(REQUIRED WORK):
Copy out the whole passage below on suspending Members and parliamentary privilege word for word.

20. I now turn to the question of whether a temporary suspension, within the lifetime of a Parliament (which would not over-ride the right of Members to receive a writ of summons at the commencement of the next Parliament), would, as the Attorney General argues, amount to the creation of a "new privilege".

An existing power or a new privilege?

21. Both Houses resolved in 1705 that "neither House of Parliament hath power, by any Vote or Declaration, to create to themselves any new Privilege, that is not warranted by the known Laws and Customs of Parliament".[22] It follows that any steps taken in respect of sanctions against Members must be warranted by the law and custom of Parliament. The Attorney General's view is that the assertion of a power to expel or suspend a Member would not be so warranted, and that it would therefore "amount to the creation of a new privilege", contrary to the 1705 Resolution.

22. I accept the Attorney's view that there is no warrant, according to the law and custom of Parliament, for the House to claim a "new privilege". The question is, therefore, whether modifying the effect of the writ of summons by means of suspension would amount to the creation of a new privilege, or whether it would simply be an extension of an existing, inherent power.

23. There is no simple and comprehensive definition of "parliamentary privilege". The Joint Committee on Parliamentary Privilege stated that "parliamentary privilege consists of the rights and immunities which the two Houses of Parliament and their members and officers possess to enable them to carry out their parliamentary functions effectively."[23] This is a description, rather than a definition. In more general terms, Jowitt's Dictionary of English Law defines a "privilege" as "an exceptional right of advantage".[24] This is consistent with In re Miller, in which Lord Esher argued that "an already existing legal right" could not constitute a "privilege".[25] It follows that a "privilege" must be an advantage conferred over and above the ordinary law.

24. One of the fundamental privileges enjoyed by both Houses is their claim to exclusive cognisance of their own proceedings: "Both Houses retain the right to be the sole judge of the lawfulness of their own proceedings, and to settle—or depart from—their own codes of procedure." (Erskine May, p 102)

(SUPPLIED DATA):
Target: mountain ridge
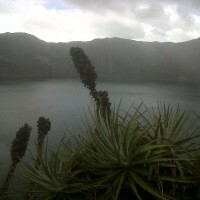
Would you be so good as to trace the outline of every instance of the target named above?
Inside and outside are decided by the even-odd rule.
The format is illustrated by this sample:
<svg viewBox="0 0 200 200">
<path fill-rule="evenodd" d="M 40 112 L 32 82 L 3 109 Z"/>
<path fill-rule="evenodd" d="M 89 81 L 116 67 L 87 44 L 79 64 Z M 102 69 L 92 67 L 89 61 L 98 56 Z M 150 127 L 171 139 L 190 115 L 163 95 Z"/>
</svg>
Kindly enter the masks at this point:
<svg viewBox="0 0 200 200">
<path fill-rule="evenodd" d="M 0 34 L 0 78 L 73 78 L 69 56 L 83 48 L 99 79 L 193 82 L 200 79 L 200 38 L 142 42 L 122 38 L 45 42 L 27 33 Z"/>
</svg>

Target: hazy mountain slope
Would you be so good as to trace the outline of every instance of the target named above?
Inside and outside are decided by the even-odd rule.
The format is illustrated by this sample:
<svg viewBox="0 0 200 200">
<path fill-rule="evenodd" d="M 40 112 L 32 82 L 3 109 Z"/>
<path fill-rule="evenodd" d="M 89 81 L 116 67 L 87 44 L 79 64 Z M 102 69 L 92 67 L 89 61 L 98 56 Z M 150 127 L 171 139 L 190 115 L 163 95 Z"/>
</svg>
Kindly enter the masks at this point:
<svg viewBox="0 0 200 200">
<path fill-rule="evenodd" d="M 120 38 L 46 43 L 25 33 L 0 34 L 0 78 L 77 76 L 69 49 L 79 46 L 108 80 L 198 81 L 200 39 L 182 43 Z"/>
</svg>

(EXERCISE SOLUTION):
20. I now turn to the question of whether a temporary suspension, within the lifetime of a Parliament (which would not over-ride the right of Members to receive a writ of summons at the commencement of the next Parliament), would, as the Attorney General argues, amount to the creation of a "new privilege".

An existing power or a new privilege?

21. Both Houses resolved in 1705 that "neither House of Parliament hath power, by any Vote or Declaration, to create to themselves any new Privilege, that is not warranted by the known Laws and Customs of Parliament".[22] It follows that any steps taken in respect of sanctions against Members must be warranted by the law and custom of Parliament. The Attorney General's view is that the assertion of a power to expel or suspend a Member would not be so warranted, and that it would therefore "amount to the creation of a new privilege", contrary to the 1705 Resolution.

22. I accept the Attorney's view that there is no warrant, according to the law and custom of Parliament, for the House to claim a "new privilege". The question is, therefore, whether modifying the effect of the writ of summons by means of suspension would amount to the creation of a new privilege, or whether it would simply be an extension of an existing, inherent power.

23. There is no simple and comprehensive definition of "parliamentary privilege". The Joint Committee on Parliamentary Privilege stated that "parliamentary privilege consists of the rights and immunities which the two Houses of Parliament and their members and officers possess to enable them to carry out their parliamentary functions effectively."[23] This is a description, rather than a definition. In more general terms, Jowitt's Dictionary of English Law defines a "privilege" as "an exceptional right of advantage".[24] This is consistent with In re Miller, in which Lord Esher argued that "an already existing legal right" could not constitute a "privilege".[25] It follows that a "privilege" must be an advantage conferred over and above the ordinary law.

24. One of the fundamental privileges enjoyed by both Houses is their claim to exclusive cognisance of their own proceedings: "Both Houses retain the right to be the sole judge of the lawfulness of their own proceedings, and to settle—or depart from—their own codes of procedure." (Erskine May, p 102)